#### [Supplied information]
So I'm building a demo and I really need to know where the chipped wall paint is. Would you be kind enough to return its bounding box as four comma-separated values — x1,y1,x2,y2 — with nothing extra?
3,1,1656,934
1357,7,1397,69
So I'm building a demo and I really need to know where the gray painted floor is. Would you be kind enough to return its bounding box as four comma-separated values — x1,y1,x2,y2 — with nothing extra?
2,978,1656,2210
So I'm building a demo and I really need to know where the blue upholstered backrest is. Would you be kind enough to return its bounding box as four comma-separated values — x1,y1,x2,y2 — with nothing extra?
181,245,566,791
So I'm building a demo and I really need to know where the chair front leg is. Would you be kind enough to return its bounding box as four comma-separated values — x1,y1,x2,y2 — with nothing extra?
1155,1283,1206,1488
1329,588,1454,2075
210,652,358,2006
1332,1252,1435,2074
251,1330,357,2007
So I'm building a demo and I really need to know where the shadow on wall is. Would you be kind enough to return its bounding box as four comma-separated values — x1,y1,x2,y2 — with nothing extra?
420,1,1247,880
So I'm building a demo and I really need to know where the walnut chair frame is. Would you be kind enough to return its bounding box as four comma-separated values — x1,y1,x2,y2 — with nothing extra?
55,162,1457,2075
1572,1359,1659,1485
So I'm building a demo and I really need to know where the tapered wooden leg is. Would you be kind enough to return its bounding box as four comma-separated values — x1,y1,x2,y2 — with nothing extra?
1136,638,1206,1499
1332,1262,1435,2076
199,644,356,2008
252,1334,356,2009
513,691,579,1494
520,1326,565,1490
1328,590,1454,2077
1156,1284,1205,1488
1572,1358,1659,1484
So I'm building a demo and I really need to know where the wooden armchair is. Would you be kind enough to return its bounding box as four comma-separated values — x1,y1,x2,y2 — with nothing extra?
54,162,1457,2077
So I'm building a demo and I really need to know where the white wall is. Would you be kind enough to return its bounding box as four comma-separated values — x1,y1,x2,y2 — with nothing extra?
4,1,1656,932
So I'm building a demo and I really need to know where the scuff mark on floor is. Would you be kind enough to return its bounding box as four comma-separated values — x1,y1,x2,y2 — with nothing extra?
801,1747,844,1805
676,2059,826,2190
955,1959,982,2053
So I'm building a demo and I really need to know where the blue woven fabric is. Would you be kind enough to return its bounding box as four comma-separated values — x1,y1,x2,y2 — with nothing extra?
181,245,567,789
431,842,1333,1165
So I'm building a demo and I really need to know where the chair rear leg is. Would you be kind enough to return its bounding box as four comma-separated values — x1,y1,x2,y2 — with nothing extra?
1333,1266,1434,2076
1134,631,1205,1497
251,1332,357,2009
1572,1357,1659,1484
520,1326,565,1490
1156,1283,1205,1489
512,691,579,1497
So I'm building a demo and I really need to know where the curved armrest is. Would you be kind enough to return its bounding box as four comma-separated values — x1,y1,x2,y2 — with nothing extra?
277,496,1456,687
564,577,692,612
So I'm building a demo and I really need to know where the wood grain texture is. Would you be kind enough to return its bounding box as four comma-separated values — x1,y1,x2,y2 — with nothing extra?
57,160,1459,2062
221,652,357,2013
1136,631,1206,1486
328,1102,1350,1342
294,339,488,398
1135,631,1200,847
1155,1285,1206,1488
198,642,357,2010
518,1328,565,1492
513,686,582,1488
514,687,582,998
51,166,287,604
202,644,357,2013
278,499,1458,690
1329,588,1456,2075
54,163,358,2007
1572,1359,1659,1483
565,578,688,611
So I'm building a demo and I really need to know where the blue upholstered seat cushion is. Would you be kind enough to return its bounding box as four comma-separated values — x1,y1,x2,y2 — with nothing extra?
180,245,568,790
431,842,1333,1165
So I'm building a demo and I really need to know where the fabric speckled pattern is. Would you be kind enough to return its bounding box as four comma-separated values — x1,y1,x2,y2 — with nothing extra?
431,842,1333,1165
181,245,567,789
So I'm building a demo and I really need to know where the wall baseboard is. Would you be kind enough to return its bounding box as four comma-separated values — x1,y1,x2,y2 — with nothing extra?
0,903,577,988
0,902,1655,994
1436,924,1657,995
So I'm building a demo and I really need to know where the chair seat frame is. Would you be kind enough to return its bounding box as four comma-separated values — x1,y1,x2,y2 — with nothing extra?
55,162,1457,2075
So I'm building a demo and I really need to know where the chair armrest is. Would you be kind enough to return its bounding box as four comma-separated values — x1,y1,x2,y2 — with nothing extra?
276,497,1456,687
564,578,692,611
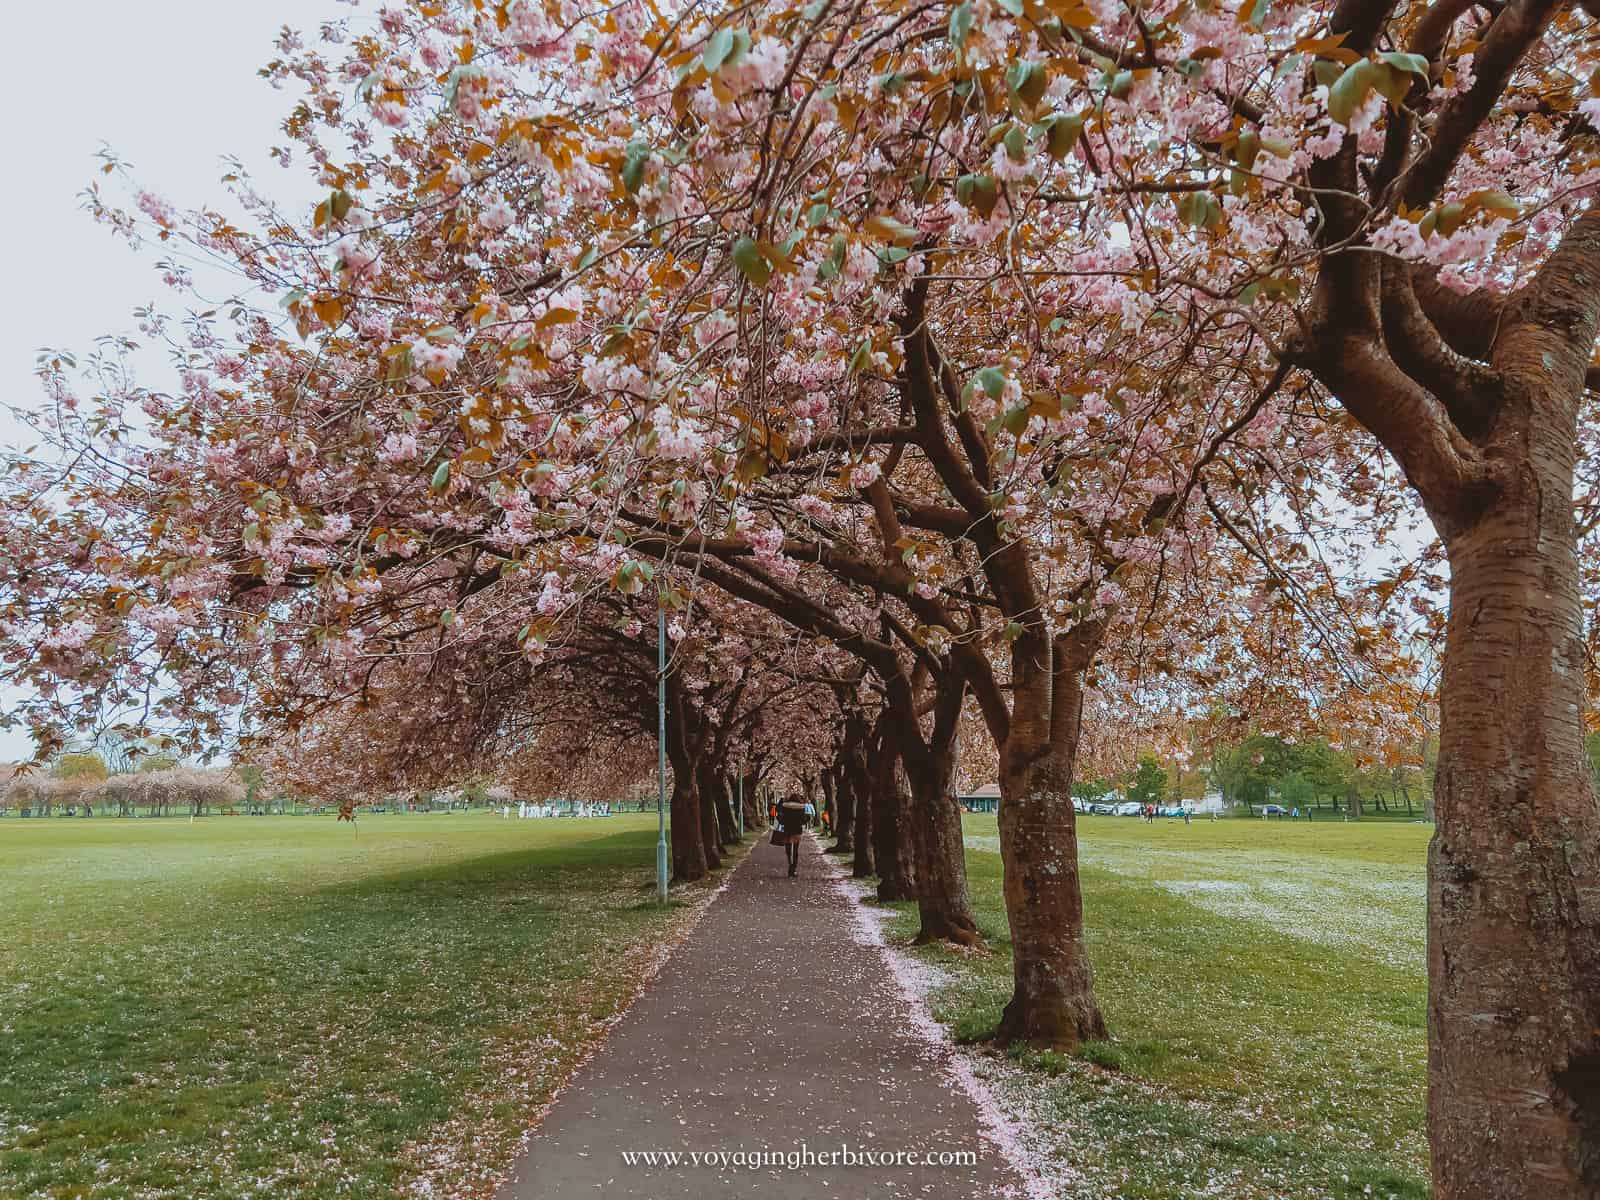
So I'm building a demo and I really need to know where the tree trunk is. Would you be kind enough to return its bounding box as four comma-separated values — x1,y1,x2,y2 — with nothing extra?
697,770,722,871
831,759,856,853
741,770,763,829
851,746,876,878
871,747,917,901
903,752,979,945
669,772,707,882
994,665,1106,1050
664,692,709,883
703,761,736,849
894,679,980,946
1427,422,1600,1197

#### [How to complete this task]
Set down nothing but the lines from the one containing "the chair armrest" to the final line above, both included, with every picture left out.

#### [Output below]
So I'm building a demo and I really need to know where the chair armrest is. Would you be kind enough to return its bounding box as four comma-separated values — x1,y1,x2,y2 — with nothing extra?
276,497,1456,687
564,578,692,611
So I'm building a demo and I really need to know where the tree trunk is. Would you be kind enough to return its bounding box as four comma-separated values — x1,y1,x2,y2 — with nothing extra?
697,770,722,871
831,759,856,853
741,770,763,829
851,746,876,878
871,747,917,901
903,752,979,945
669,772,707,882
994,665,1106,1050
664,692,709,883
703,761,736,849
894,679,980,946
1427,422,1600,1197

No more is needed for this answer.